Goal | Find each line in the material below that contains the string "having", with case taken into account, and copy every such line.

Dataset records |
▼▼▼
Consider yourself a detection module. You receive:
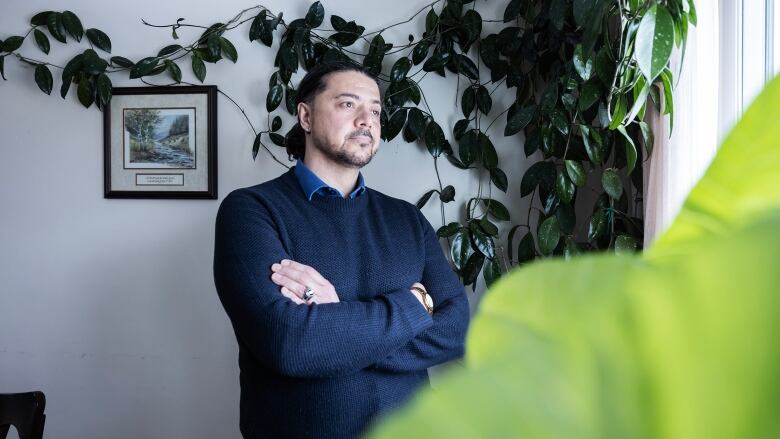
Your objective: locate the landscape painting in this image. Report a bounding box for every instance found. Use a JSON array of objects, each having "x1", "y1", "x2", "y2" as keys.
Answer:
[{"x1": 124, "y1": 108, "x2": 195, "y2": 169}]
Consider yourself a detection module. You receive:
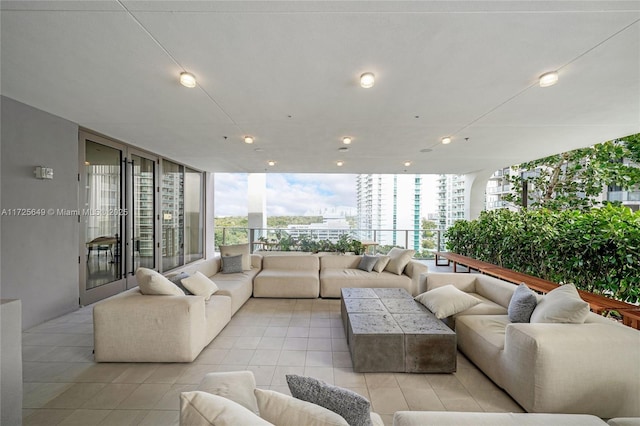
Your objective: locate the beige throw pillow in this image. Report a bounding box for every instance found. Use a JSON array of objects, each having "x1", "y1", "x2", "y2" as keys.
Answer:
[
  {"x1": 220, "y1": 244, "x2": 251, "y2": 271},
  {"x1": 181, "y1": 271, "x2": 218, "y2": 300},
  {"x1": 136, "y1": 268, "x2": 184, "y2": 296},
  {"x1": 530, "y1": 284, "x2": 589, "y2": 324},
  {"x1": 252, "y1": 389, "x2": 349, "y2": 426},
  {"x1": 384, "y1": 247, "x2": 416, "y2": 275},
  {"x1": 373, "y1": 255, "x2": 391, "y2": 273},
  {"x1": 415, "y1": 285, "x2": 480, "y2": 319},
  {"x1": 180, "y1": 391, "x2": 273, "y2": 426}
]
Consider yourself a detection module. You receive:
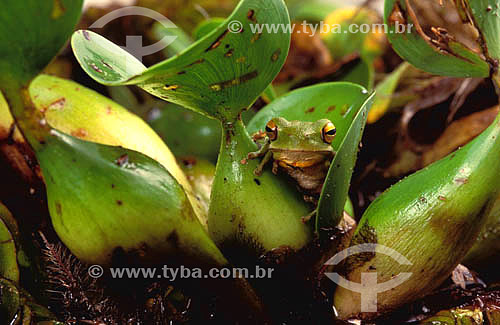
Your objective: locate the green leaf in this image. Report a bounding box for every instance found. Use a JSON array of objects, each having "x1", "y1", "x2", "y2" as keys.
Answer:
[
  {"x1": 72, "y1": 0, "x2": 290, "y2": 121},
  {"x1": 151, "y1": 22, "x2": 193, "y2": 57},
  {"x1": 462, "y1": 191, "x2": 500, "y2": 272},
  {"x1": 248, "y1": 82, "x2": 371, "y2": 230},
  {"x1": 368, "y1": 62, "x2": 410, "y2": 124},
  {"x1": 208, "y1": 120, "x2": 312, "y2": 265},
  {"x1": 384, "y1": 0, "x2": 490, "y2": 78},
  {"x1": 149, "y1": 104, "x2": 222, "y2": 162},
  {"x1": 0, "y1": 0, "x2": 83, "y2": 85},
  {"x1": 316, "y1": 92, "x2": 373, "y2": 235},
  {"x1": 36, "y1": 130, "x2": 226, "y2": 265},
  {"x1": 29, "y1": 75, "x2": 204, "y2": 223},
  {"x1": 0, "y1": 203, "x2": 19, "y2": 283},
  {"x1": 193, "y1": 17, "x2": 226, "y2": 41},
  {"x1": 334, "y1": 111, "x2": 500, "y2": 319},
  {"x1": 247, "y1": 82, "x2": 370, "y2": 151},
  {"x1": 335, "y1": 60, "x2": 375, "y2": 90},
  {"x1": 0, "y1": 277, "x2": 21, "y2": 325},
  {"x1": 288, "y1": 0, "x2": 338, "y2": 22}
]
▲▲▲
▼▼▼
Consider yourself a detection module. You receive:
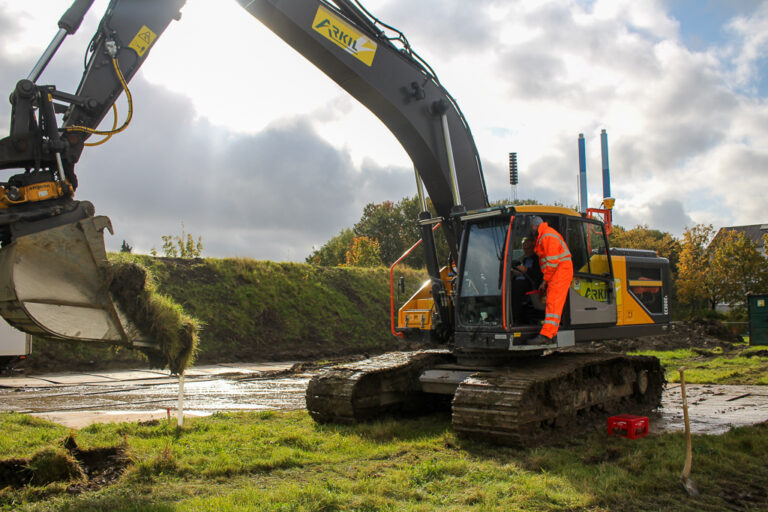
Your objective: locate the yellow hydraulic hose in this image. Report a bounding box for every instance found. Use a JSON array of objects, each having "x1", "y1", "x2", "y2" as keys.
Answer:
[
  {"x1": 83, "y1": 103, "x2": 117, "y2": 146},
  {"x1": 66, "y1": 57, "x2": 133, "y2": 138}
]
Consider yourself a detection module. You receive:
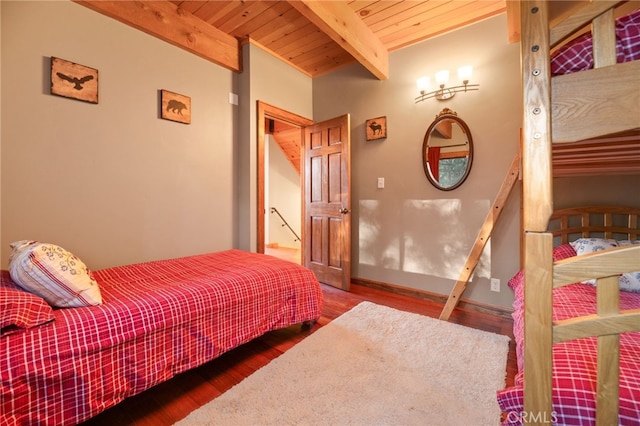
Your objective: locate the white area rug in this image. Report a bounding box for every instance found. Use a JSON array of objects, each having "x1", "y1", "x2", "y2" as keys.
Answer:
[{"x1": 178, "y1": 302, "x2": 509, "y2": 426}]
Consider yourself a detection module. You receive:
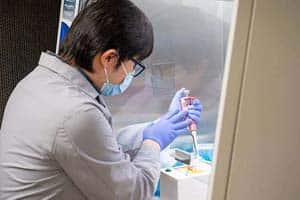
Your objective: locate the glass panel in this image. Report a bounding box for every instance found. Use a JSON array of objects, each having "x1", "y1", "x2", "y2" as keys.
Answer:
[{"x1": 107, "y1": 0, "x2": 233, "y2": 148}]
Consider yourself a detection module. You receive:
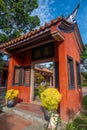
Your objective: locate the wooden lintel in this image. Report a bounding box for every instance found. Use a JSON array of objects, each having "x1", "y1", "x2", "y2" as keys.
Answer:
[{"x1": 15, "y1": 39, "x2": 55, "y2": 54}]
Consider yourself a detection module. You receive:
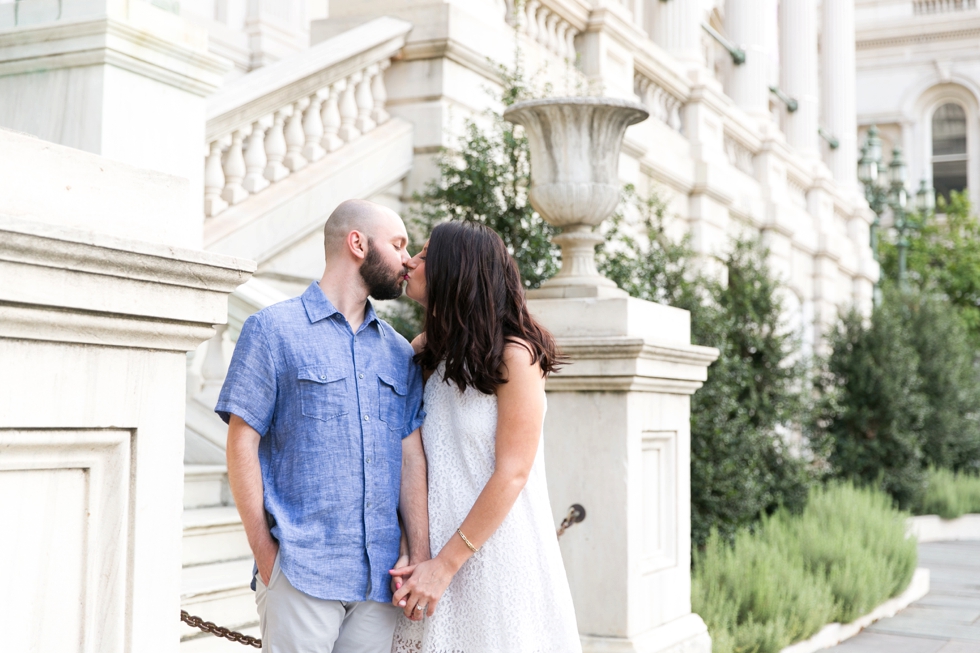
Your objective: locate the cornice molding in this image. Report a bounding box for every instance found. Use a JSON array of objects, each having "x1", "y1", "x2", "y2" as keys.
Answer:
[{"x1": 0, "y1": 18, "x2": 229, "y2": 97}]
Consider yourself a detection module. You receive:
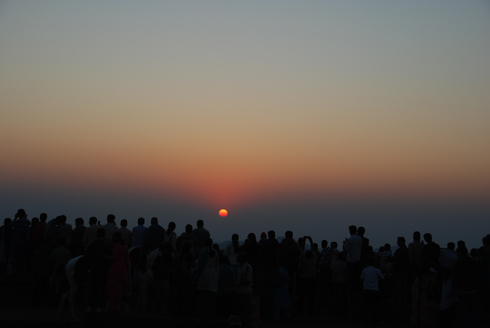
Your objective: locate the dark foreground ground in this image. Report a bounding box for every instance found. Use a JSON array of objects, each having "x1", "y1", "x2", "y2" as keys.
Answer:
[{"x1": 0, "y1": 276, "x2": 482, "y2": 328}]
▲▲▲
Full output |
Your objective: locate the landscape painting in this image. Report a bounding box for every instance found. Use a JSON array of objects, each having "x1", "y1", "x2", "y2" as keys.
Your objective: locate the beige throw pillow in this image. Report a bounding box for every instance found. Use a JSON array of objects, each having "x1", "y1", "x2", "y2" as keys.
Your objective: locate the green leaf in this image. Report a bounding box for every instance found. Use a JSON array of objects, each having "x1", "y1", "x2", "y2" as keys.
Your objective: locate the yellow hydraulic hose in this image. Report a bounding box for every instance found. Use a JSON array of objects, each having "x1", "y1", "x2", "y2" as keys.
Your objective: locate the white area rug in this image. Report a bounding box for every instance found. Use a JSON array of objects, each having "x1", "y1", "x2", "y2" as keys.
Your objective: locate the glass panel in this image. Report a bounding box for every instance found. Use a JSON array of objects, each having "x1", "y1", "x2", "y2" as keys.
Your objective: locate the wooden lintel in this image. Report a bounding box for every instance found. Use a JSON array of objects, each having "x1", "y1", "x2", "y2" as keys.
Your objective: locate the cornice molding in this image. Report a bounding box for every instance found. Use a JSON array of objects, each having "x1", "y1", "x2", "y2" as keys.
Your objective: locate the dark foreground ground in this image. Report a bounding box for every instance found. Use a JSON array of objects, each having "x1", "y1", "x2", "y2" as keys.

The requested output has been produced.